▶ **Extrait fourni**
* * * *

N° 85
SÉNAT
SESSION ORDINAIRE DE 2020-2021
Enregistré à la Présidence du Sénat le 28 octobre 2020
RAPPORT
FAIT
au nom de la commission des affaires étrangères, de la défense et des forces armées (1) sur le projet de loi autorisant l'approbation de l'accord portant reconnaissance réciproque et échange des permis de conduire entre le Gouvernement de la République française et le Gouvernement de l'État du Qatar et de l'accord portant reconnaissance réciproque et échange des permis de conduire entre le Gouvernement de la République française et le Gouvernement de la République populaire de Chine,
Par M. Olivier CADIC,
Sénateur
(1) Cette commission est composée de : M. Christian Cambon , président ; MM. Pascal Allizard, Olivier Cadic, Olivier Cigolotti, Robert del Picchia, André Gattolin, Guillaume Gontard, Jean-Noël Guérini, Joël Guerriau, Pierre Laurent, Cédric Perrin, Gilbert Roger, Jean-Marc Todeschini , vice-présidents ; Mmes Hélène Conway-Mouret, Joëlle Garriaud-Maylam, MM. Philippe Paul, Hugues Saury , secrétaires ; MM. François Bonneau, Gilbert Bouchet, Mme Marie-Arlette Carlotti, MM. Alain Cazabonne, Pierre Charon, Édouard Courtial, Yves Détraigne, Philippe Folliot, Bernard Fournier, Mme Sylvie Goy-Chavent, M. Jean-Pierre Grand, Mme Michelle Gréaume, MM. André Guiol, Ludovic Haye, Alain Houpert, Mme Gisèle Jourda, MM. Alain Joyandet, Jean-Louis Lagourgue, Sébastien Lecornu, Ronan Le Gleut, Jacques Le Nay, Mme Vivette Lopez, MM. Jean-Jacques Panunzi, Gérard Poadja, Mme Isabelle Raimond-Pavero, MM. Stéphane Ravier, Bruno Sido, Rachid Temal, Mickaël Vallet, André Vallini, Yannick Vaugrenard, Richard Yung .

* * * *

▶ **Tâches et exercices**
[1] Répondez à ces questions sur le rapport du Sénat :
(a) À quelle date a-t-il été enregistré à la Présidence du Sénat ?
(b) Qui est président de la commission ?
(c) Avec quels deux États le Gouvernement de la République française a-t-il conclu les accords sur les permis de conduire ?
[2] Reprenez le rapport du Sénat après sa dernière ligne et écrivez la suite.

* * * *

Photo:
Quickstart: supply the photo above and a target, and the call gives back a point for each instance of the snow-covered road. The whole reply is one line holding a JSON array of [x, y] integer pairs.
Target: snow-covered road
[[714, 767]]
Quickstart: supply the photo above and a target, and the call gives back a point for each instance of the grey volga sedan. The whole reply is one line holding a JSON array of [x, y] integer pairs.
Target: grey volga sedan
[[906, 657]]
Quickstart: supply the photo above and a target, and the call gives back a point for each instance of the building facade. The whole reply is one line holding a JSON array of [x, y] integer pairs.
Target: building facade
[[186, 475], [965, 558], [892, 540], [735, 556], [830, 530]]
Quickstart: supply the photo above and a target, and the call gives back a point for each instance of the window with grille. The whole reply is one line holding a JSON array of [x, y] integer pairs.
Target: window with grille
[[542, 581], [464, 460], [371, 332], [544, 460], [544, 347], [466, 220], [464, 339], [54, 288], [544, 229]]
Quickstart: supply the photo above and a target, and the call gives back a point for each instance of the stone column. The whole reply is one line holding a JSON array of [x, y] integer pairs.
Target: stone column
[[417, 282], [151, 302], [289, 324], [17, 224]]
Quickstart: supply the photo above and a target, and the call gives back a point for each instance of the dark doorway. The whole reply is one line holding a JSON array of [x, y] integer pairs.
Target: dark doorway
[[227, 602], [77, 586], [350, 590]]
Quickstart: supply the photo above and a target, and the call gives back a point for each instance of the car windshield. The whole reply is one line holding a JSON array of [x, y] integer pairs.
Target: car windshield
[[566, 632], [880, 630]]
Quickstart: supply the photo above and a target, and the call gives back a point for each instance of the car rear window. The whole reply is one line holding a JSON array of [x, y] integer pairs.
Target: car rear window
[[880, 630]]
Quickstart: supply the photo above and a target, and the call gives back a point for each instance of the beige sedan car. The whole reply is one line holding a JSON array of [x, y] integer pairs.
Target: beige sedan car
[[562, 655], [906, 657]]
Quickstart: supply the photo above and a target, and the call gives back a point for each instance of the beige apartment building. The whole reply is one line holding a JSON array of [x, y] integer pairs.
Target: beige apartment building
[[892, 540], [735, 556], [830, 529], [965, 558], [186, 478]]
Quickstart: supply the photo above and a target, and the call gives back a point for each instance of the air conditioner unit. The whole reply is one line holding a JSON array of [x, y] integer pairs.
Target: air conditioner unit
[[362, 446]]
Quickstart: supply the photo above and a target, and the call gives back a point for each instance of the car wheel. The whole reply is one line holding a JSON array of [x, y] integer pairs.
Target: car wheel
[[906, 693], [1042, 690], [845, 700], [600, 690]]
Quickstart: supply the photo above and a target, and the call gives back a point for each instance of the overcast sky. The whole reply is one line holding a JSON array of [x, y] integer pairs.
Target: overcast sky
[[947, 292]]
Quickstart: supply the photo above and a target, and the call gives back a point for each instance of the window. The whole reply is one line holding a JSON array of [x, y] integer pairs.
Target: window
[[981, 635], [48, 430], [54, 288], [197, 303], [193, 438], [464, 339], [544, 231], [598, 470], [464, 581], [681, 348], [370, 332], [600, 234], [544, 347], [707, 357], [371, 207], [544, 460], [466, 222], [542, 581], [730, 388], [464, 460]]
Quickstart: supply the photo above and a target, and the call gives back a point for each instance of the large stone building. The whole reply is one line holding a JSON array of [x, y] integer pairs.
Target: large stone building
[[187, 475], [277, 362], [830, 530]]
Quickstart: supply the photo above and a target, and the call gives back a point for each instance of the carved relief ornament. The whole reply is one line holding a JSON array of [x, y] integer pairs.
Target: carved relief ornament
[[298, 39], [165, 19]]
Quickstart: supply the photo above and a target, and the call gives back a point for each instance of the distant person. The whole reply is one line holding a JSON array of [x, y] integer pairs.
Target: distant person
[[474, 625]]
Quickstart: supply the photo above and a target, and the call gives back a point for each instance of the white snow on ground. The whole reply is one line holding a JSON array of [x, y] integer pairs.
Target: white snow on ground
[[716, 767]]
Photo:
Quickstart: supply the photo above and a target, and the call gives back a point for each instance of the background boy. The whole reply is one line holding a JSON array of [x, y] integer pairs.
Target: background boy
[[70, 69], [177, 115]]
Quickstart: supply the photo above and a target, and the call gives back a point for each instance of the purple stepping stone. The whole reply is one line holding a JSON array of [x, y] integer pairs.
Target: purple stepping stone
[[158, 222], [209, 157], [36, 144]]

* * * *

▶ **Réponses par tâche**
[1]
(a) Le 28 octobre 2020.
(b) M. Christian Cambon.
(c) L'État du Qatar et la République populaire de Chine.

[2]
Voir les numéros :
Sénat : |
717 (2019-2020) et 86 (2020-2021) |
L'ESSENTIEL
Le dispositif français d'échange des permis de conduire repose, pour l'essentiel, sur de simples arrangements administratifs, voire sur le seul principe de réciprocité - c'est-à-dire sans que les modalités ne soient formalisées par écrit. Cette pratique concerne aujourd'hui une centaine d'États ou territoires n'appartenant pas à l'Espace économique européen.
La fragilité juridique de ce dispositif a été soulignée par le Conseil d'État qui, dans sa décision n° 382484 du 21 novembre 2016, a rappelé la nécessité de fonder la reconnaissance et les échanges de permis de conduire sur des accords intergouvernementaux. Or, à ce jour, un seul accord de ce type a été conclu, avec la principauté de Monaco. Les ministères de l'intérieur et de l'Europe et des affaires étrangères ont donc engagé une révision du dispositif en ce domaine, qui poursuit principalement deux objectifs :
- sécuriser juridiquement la reconnaissance et les échanges par la conclusion d'accords bilatéraux ;
- renforcer la sécurité routière en France en concluant de tels accords uniquement avec les États répondant à des critères élevés en matière de sécurité routière, de formation des conducteurs et des formateurs, de conditions de délivrance des permis de conduire et de lutte contre la fraude documentaire.
Sur la base de ces critères, il a été mis fin à la reconnaissance et l'échange avec une dizaine d'États. Par ailleurs, deux accords ont été signés, en 2018, avec le Qatar et la Chine, dont l'approbation fait l'objet du présent projet de loi .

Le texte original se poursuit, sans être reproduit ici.